— GIVEN TEXT —
§

Bouteflika challenged by five candidates but voters’ apathy prevail

London, 7 April -(ANA)- As the Algerian Constitutional Council announced the final six candidates to run for the presidential elections due on 9 April, Two people were killed and five wounded in an attack on a barracks near the eastern Algerian city of Tizi Ouzou last month. The blast targeted community guards, members of a force set up in the early 1990s, when the government was locked in a bloody conflict with armed Islamist groups, which cost over 200,000 lives.

On 22 February armed Islamists killed nine security guards in an attack on their local headquarters near Jijel, east of the country. A week later Interior Minister Yazid Erhouni said that security forces had killed about 120 insurgents since 1 September 2008 and that some of the dead were leading members of the armed groups.

Algeria's highest court ruled that among 13 applicants for the presidential elections, 5 others apart from President Abdelaziz Bouteflika fulfilled the eligibility requirements. These are Louisa Hanoune, secretary general of the Labour Party; Moussa Touati, president of the Algerian National Front; Ali Fawzi Rebaine, leader of the nationalist Ahd 54 party; Belaid Mohand Oussaid, the leader of Party of Freedom and Justice; and Mohamed Djahid Younsi, secretary general of the Islamic el-Islah movement, according to the Constitutional Council President Boualem Bessaih.

§

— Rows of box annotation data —
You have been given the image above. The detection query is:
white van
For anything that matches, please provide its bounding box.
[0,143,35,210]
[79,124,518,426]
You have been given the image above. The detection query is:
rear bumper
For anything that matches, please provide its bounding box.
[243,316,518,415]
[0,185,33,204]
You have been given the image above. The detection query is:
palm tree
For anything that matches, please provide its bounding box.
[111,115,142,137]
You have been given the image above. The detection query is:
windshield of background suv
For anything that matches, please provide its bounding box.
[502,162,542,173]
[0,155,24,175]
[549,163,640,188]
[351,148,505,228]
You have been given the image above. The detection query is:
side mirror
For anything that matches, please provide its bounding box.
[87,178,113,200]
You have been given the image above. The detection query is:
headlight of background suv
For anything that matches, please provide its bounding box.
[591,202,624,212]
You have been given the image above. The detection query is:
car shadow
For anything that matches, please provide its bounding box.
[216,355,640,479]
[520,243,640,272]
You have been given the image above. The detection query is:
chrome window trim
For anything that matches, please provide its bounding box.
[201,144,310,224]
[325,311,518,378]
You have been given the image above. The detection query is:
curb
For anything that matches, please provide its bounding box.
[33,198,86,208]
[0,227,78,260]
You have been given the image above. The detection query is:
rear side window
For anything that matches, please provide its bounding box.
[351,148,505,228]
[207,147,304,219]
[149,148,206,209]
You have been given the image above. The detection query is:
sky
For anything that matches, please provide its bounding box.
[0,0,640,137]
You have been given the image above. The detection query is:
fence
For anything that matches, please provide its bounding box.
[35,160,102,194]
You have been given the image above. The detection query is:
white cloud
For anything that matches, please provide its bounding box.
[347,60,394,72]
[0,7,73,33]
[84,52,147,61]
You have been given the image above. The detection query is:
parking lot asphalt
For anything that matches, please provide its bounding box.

§

— PROBLEMS TO WORK ON —
1: Answer these questions using the article on the Algerian presidential election:
(a) About how many insurgents had security forces killed since 1 September 2008, according to the Interior Minister?
(b) How many applicants for the presidential elections did Algeria's highest court consider?
(c) Of which party is Louisa Hanoune secretary general?
2: Name every candidate that the article on the Algerian presidential election says met the eligibility requirements apart from President Abdelaziz Bouteflika.
3: Continue the article on the Algerian presidential election from its final sentence.

— TASK ANSWERS —
1:
(a) About 120
(b) 13
(c) The Labour Party

2: Louisa Hanoune, Moussa Touati, Ali Fawzi Rebaine, Belaid Mohand Oussaid, Mohamed Djahid Younsi

3:
The incumbent President Bouteflika is to seek a third mandate and if elected, it will be courtesy of a controversial amendment to Article 74 of the constitution passed last November.

For Louisa Hanoune, the 2009 campaign is her second, after an unsuccessful bid to unseat Bouteflika in 2004 who has the army’s support and endorsement.

Political parties supporting and opposing the elections are preoccupied with the possibility of a massive boycott at the polls. Opponents of the constitutional amendments hope to persuade citizens to abstain from voting, while the president's supporters are attempting to mobilise millions of voters. The issue of a popular boycott was first raised after the constitution was amended on November 12th, 2008. Article 74 was modified to remove the previous two-term limit on the post of president. Several members of the opposition refused at that time to take part in the April 2009 presidential race.

Low turnout is feared in Algerian presidential elections as voters feel that Bouteflika will be re-elected come what may.

Opposition leaders advocating a boycott claim the results of the presidential election have already been determined in favour of President Bouteflika, before being held. It was this eventuality that prompted Said Saadi of the Rally for Culture and Democracy (RCD) to refuse to run for office, and to push members of his party not to cast their ballots.

The Socialist Forces Front (FFS), led by Houcine Ait Ahmed, the self-exiled leader and the only surviving heroes of the independence struggle, took a similar line.

Also calling for a boycott is the Islamist Ennahda Movement, which said the general political atmosphere does not warrant the party's participation.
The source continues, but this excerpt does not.